▶ Text segment:
====================

Philadelphia City Council proposes plastic bag ban, 15-cent fee on all other bags

Councilmember Mark Squilla introduced the legislation Thursday. It follows years of failed attempts to pass similar ordinances

Government Plastics
plastic shopping bag laws Juan Pablo Arenas/Pexels.com

Philadelphia City Councilmember Mark Squilla proposed a new bill Thursday that represents the latest in a lineage of attempts to ban single-use plastic bags in the city.

Philadelphia City Councilmember Mark Squilla introduced a city-wide plastic bag ban Thursday, with a bill proposing a ban on single-use, plastic bags and a 15-cent fee on all other bags.

Squilla's interest in introducing a new, passable bill was reported back in late February, after attempts at a similar ban failed in 2007, 2009, 2012, and 2015.

“Single-use bags add to blight to our communities and are a threat to our environment/planet, forcing the city to spend millions of taxpayers’ dollars per year to clean up these bags from our neighborhoods and extract them from our waterways and sewer lines,” Squilla told the Clean Air Council on Thursday. “This money could fund our school system, our parks, or any number of needed programs instead of paying to clean up items that are only used for a few minutes yet last forever.”

The ban would apply to supermarkets, convenience stores, service stations, department stores, dollar stores, clothing stores, restaurants, food trucks, farmers' markets, dry cleaners, and delivery services, according to the Inquirer.

The Clean Air Council says the city of Philadelphia uses roughly one billion single-use plastic and paper bags each year, between permanent residents and visitors like tourists and commuters.

"That is an astonishing amount of waste," Clean Air Council Staff Attorney Logan Welde said Thursday, "and this legislation will likely reduce single-bag usage by almost 85%.”

PennEnvironment, a Pennsylvania-focused organization which advocates for cleaner air and cleaner water, applauded the bill Thursday, calling single-use, plastic bags a pervasive plague and "the poster child for the environmental harm caused by single-use plastics."

Earlier this week, the state of Vermont adopted a plastic bag ban which National Geographic called the most comprehensive plastics ban in the country.

As for these types of bans' effectiveness, a University of Sydney economist told NPR in April that an added fee for plastic use is probably a better solution than a total ban.

====================

▶ Items:

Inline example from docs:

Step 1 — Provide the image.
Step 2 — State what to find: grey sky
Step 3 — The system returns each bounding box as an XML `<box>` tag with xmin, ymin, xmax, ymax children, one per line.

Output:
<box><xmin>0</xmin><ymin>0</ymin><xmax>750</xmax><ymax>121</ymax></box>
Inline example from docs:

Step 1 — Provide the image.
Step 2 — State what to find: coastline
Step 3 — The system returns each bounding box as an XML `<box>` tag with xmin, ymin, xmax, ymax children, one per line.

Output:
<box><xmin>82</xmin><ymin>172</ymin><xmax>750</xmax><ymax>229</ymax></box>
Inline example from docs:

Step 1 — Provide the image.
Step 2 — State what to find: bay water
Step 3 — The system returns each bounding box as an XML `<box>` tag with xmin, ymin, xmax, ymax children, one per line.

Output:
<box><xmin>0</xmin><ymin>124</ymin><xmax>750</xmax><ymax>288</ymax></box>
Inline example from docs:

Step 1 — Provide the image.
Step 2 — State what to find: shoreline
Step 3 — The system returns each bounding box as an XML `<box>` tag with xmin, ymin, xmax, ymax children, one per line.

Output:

====================

▶ Objective:
Please answer these questions from the Philadelphia bag-ban article:
1. What fee would the bill place on all other bags?
2. In which years did attempts at a similar ban fail?
3. Which state adopted a plastic bag ban earlier that week?

▶ Task result:
1. A 15-cent fee.
2. 2007, 2009, 2012, and 2015.
3. Vermont.